● Task description: Scan the records for the string "roof", then copy each line that has it.

[[ Dataset entries open ]]

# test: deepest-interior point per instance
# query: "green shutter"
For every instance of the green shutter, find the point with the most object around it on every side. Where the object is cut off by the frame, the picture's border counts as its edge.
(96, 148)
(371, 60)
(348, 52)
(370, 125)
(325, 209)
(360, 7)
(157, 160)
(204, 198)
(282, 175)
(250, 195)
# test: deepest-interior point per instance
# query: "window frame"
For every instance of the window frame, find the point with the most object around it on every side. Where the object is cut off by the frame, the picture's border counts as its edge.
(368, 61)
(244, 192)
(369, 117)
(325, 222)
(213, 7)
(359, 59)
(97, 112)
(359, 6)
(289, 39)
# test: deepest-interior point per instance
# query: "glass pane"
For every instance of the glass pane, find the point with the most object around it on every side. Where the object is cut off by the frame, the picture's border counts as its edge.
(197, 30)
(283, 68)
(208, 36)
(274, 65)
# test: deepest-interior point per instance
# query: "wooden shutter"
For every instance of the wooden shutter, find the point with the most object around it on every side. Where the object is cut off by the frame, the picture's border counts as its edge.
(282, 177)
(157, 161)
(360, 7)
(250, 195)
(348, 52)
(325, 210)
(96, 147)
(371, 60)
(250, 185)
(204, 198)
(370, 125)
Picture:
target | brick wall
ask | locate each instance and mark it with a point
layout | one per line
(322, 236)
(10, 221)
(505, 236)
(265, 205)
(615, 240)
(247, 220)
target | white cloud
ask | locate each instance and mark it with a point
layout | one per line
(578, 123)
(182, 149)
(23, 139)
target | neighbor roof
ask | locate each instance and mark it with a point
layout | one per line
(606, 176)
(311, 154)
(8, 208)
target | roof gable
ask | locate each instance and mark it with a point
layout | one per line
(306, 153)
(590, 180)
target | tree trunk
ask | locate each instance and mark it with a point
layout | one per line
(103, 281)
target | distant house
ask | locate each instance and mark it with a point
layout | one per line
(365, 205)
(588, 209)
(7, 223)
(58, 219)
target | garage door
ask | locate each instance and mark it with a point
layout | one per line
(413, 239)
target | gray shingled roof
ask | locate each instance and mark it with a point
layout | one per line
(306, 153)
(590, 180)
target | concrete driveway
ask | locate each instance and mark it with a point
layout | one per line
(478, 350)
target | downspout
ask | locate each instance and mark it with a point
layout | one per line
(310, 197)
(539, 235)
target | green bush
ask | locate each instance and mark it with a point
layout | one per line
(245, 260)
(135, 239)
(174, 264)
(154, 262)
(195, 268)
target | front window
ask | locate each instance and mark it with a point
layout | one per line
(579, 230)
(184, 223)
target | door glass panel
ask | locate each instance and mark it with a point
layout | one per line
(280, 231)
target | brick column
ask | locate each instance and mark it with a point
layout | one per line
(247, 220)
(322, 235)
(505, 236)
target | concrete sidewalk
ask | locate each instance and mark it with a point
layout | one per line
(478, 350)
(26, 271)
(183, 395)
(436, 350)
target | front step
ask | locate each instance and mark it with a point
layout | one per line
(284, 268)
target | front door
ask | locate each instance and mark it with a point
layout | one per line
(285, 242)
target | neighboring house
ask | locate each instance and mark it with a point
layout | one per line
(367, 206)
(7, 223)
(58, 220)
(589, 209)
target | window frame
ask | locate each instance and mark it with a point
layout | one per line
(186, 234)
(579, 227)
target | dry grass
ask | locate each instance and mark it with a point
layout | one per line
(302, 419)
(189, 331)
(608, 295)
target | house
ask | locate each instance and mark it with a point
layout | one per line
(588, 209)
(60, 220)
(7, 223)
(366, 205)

[[ Dataset entries closed ]]

● Response to the exercise:
target | neighbor roof
target | roof gable
target | gray shingled roof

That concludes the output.